== Task to carry out ==
The data below is to be copied exactly, line by line.

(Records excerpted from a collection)
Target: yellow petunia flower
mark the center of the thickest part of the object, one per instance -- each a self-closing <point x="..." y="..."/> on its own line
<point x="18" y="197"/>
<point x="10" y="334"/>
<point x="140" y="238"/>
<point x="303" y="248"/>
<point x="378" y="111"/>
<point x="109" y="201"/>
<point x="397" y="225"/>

== Answer to the problem ==
Target: yellow petunia flower
mark the center of the thickest part of the object, one per instance -- each a self-closing <point x="..." y="..."/> on its own line
<point x="18" y="197"/>
<point x="10" y="334"/>
<point x="140" y="238"/>
<point x="303" y="248"/>
<point x="378" y="111"/>
<point x="109" y="201"/>
<point x="397" y="225"/>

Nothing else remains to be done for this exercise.